[Natural-language object grounding data]
= = = = =

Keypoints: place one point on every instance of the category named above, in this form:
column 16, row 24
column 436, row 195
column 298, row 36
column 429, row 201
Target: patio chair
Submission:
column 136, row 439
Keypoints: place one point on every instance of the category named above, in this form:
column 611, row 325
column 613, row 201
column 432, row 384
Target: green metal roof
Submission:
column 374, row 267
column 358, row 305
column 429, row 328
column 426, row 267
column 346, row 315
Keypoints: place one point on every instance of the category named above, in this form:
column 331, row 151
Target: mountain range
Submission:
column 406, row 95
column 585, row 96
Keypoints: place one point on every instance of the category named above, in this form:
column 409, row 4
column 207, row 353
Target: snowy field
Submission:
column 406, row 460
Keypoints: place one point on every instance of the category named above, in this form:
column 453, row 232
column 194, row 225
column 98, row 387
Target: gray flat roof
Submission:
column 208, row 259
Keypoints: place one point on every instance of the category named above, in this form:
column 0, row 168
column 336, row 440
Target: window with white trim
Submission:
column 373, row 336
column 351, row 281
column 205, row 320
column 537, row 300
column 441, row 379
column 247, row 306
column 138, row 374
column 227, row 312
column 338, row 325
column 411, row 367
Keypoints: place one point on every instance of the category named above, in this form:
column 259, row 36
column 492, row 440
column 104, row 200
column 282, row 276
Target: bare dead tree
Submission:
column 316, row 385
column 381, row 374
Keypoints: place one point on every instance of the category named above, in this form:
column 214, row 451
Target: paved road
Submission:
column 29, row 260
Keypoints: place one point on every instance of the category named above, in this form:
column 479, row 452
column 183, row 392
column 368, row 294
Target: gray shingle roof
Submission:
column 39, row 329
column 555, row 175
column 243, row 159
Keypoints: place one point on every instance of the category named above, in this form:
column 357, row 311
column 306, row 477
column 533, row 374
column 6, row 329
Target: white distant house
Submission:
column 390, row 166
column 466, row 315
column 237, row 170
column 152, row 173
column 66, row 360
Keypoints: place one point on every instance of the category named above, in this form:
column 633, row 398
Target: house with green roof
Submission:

= = = = =

■ **WORK REQUEST**
When the entries above are retyped, each line must stay exactly as it is.

■ **SOLVED PROBLEM**
Keypoints: place one point on every instance of the category named above, in this form:
column 16, row 24
column 436, row 195
column 298, row 36
column 429, row 201
Target: patio chair
Submission:
column 136, row 439
Keypoints: place one point on every instance of the category named above, in this form:
column 611, row 325
column 613, row 201
column 432, row 384
Target: green metal roof
Submission:
column 374, row 267
column 358, row 305
column 429, row 328
column 426, row 267
column 346, row 315
Keypoints: place one point on every instance of the category named above, in this form:
column 331, row 151
Target: mountain range
Submission:
column 406, row 95
column 585, row 96
Keypoints: place one point on every instance of the category named above, in this form:
column 409, row 4
column 207, row 353
Target: snowy field
Submission:
column 406, row 460
Keypoints: place one point on every instance of the category named above, in this form:
column 453, row 232
column 194, row 225
column 98, row 387
Target: gray flat roof
Submission:
column 208, row 259
Keypoints: place one point on every instance of the category named above, in this form:
column 0, row 168
column 336, row 440
Target: window with white trim
Submission:
column 373, row 336
column 351, row 281
column 205, row 320
column 537, row 300
column 441, row 379
column 247, row 306
column 138, row 374
column 227, row 312
column 338, row 325
column 411, row 367
Keypoints: place one point on every instance of the category named above, in this form:
column 259, row 36
column 492, row 440
column 104, row 200
column 282, row 276
Target: bare dead tree
Submission:
column 316, row 385
column 381, row 374
Keypoints: place one point on every instance of the category named above, in this form:
column 214, row 451
Target: paved road
Submission:
column 29, row 260
Keypoints: place one point on every instance of the category named above, in this form:
column 479, row 452
column 183, row 392
column 368, row 294
Target: gray shingle roof
Submission:
column 39, row 329
column 555, row 175
column 243, row 159
Keypoints: place one point on every instance of the category named above, in this form:
column 357, row 311
column 306, row 477
column 533, row 374
column 6, row 329
Target: white distant house
Submission:
column 390, row 166
column 466, row 315
column 237, row 170
column 152, row 173
column 66, row 360
Keypoints: place one point on every instance of the category named above, in this form:
column 633, row 398
Target: house with green roof
Submission:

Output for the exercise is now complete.